* [Check your understanding]:
(A) In the passage about marijuana dispensaries' cash problems, could you restate everything from "Inside the cash" down to "before coming in.", changing "fabric softener" to "laundry detergent"?
(B) Could you carry the passage about marijuana dispensaries' cash problems forward from where it stops?

* [Page text]:
Recreational marijuana dispensaries are also dealing with another problem that stems from their illegal status at the federal level.
Recreational marijuana dispensaries are also dealing with another problem that stems from their illegal status at the federal level. Since the revenue that these businesses make is still considered “drug money,” most banks refuse to conduct business with them. Marijuana is still classified as a Schedule I drug, which means that it has a high potential for abuse, no current medically acceptable use, and there is a lack of accepted safety for use of the drug under medical supervision.
This Schedule I designation denies dispensaries access to traditional banks. Therefore, these dispensaries have no real secure location to store all of their funds. They are also forced to deliver all of their tax payments personally by cash. Many business owners are fearful because they are transporting huge amounts of cash in duffel bags to these locations.
Recently at a California State Board of Equalization (“BOE”) office in San Francisco, a $400,000 payment came in carried in a “big bag.” This has led to strange problems for the BOE. For example, the teller windows in the office do not have slots big enough for the cash-stuffed envelopes to slide through. They have to be retrofitted to be bigger. In the meantime, the office staff is forced to come out of their safe rooms to receive payments.
Inside the cash room at a Sacramento office, money is stored in an old small safe. Even though the safe is about four feet tall, it still gets stuffed to capacity. BOE staff report that sometimes the cash drawers at the windows get so full that the money ends up being stacked on desks, out in the open. Additionally, instead of the aroma of marijuana, the room smells strongly of fabric softener because some depositors “wash” the money in a dryer before coming in.
There have been some ideas tossed around to end these problems for dispensaries. This includes self-service teller kiosks like tax ATMs, contracting with banks to allow the BOE to use a secure “back room” to receive payments. People have also suggested the use of Bitcoin. So far, no solutions have turned out to be viable.

* [Recorded information]:
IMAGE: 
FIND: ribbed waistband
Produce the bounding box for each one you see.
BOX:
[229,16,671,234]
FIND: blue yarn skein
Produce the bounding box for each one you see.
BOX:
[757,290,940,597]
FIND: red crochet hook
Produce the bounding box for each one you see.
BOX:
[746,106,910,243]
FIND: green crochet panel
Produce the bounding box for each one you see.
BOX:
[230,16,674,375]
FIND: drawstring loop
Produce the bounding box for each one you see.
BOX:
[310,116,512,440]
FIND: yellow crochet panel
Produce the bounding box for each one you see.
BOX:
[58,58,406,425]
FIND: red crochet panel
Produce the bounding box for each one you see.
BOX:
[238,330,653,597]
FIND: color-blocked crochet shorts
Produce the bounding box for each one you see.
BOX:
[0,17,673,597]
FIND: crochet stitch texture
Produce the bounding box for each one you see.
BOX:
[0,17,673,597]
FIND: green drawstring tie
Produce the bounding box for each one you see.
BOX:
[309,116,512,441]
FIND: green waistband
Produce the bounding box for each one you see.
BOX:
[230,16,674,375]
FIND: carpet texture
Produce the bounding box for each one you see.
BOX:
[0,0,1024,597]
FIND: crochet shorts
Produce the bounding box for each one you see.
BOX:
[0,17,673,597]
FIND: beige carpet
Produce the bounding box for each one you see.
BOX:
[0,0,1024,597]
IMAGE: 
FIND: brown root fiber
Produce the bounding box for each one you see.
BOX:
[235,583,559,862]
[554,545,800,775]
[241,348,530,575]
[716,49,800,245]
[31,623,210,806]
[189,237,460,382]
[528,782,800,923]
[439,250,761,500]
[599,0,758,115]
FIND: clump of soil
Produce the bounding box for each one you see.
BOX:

* [Responses by item number]:
(A)
Inside the cash room at a Sacramento office, money is stored in an old small safe. Even though the safe is about four feet tall, it still gets stuffed to capacity. BOE staff report that sometimes the cash drawers at the windows get so full that the money ends up being stacked on desks, out in the open. Additionally, instead of the aroma of marijuana, the room smells strongly of laundry detergent because some depositors “wash” the money in a dryer before coming in.

(B)
In 2015, U.S. Representative Ed Perlmutter (D- CO), introduced the Marijuana Businesses Access to Banking Act of 2015 which would allow dispensaries to use traditional banking options if they complied with State laws. A sub-committee is currently reviewing this bill.
Both Hillary Clinton and Bernie Sanders have proposed plans to help resolve these problems.
Although President Obama has stated that marijuana reform is not on his agenda for his last year in office, presidential hopefuls Hillary Clinton and Bernie Sanders have discussed the issue. Both Hillary Clinton and Bernie Sanders have proposed plans to help resolve these problems. Their respective plans though, are completely different.
Bernie Sanders has proposed to completely remove marijuana from the Drug Enforcement Administration’s schedule of controlled substances. This would have many consequences on the regulation of marijuana, but most importantly it would allow States to decide for themselves whether or not to legalize it. In contrast, Hillary Clinton has proposed to change the designation of marijuana to a Schedule II drug. This change would mainly allow researchers to conduct studies into the possible medicinal uses of marijuana.
If the government fails to cut businesses a break, legal marijuana could be sold on the black market to dodge taxes. Although the U.S. is moving towards a more common-sense drug regulation after the height of the war on drugs, there is still a lot left to improve.